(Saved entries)
——

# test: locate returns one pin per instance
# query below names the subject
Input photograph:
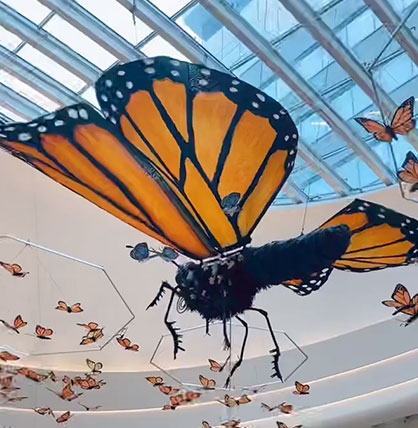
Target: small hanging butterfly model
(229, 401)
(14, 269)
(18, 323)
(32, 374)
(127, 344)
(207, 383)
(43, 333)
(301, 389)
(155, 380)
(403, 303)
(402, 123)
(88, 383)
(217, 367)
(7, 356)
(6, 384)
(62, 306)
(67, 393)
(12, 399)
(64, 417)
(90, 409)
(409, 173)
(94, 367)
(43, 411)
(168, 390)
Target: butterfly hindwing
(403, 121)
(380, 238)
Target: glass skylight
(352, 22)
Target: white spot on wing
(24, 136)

——

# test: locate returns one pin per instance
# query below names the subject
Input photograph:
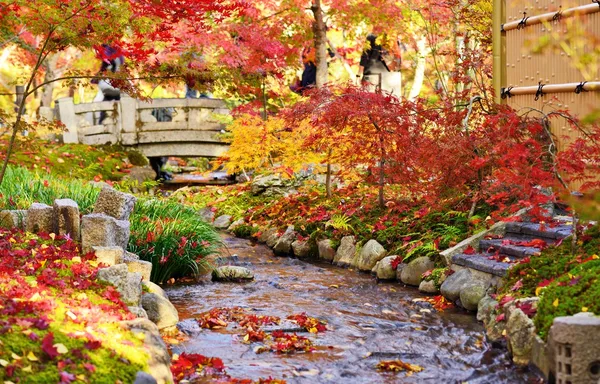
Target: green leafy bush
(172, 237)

——

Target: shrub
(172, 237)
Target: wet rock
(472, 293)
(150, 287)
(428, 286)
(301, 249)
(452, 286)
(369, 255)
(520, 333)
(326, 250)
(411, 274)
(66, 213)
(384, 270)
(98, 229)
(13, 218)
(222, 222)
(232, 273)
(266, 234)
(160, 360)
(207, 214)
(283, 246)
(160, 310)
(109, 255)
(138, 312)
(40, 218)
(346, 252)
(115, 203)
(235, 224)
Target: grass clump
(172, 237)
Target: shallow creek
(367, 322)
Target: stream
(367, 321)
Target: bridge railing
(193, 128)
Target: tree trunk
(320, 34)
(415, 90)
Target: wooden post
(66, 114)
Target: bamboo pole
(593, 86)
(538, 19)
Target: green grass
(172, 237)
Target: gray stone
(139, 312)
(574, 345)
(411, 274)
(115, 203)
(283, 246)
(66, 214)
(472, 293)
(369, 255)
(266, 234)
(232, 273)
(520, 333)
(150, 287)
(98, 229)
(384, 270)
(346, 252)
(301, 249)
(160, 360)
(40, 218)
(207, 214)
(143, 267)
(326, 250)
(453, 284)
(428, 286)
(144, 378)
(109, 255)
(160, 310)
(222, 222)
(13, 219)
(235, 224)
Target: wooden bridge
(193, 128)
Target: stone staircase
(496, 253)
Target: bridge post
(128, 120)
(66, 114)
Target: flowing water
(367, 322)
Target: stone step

——

Prompt:
Output the lines of the records above exactly as they appear, from the line containing "Target: stream" through the line containing "Target: stone step".

Result of the task:
Target: stream
(367, 321)
Target: bridge railing
(193, 128)
Target: tree trunk
(320, 34)
(415, 90)
Target: wooden post
(66, 114)
Target: bamboo pole
(593, 86)
(538, 19)
Target: green grass
(172, 237)
Target: gray stone
(139, 312)
(574, 345)
(411, 274)
(115, 203)
(283, 246)
(66, 214)
(472, 293)
(369, 255)
(266, 234)
(232, 273)
(520, 333)
(150, 287)
(98, 229)
(384, 270)
(346, 252)
(301, 249)
(160, 360)
(40, 218)
(207, 214)
(143, 267)
(326, 250)
(453, 284)
(428, 286)
(144, 378)
(109, 255)
(160, 310)
(222, 222)
(13, 219)
(235, 224)
Target: wooden bridge
(193, 128)
Target: stone staircase
(496, 253)
Target: bridge post
(128, 120)
(66, 114)
Target: flowing water
(367, 322)
Target: stone step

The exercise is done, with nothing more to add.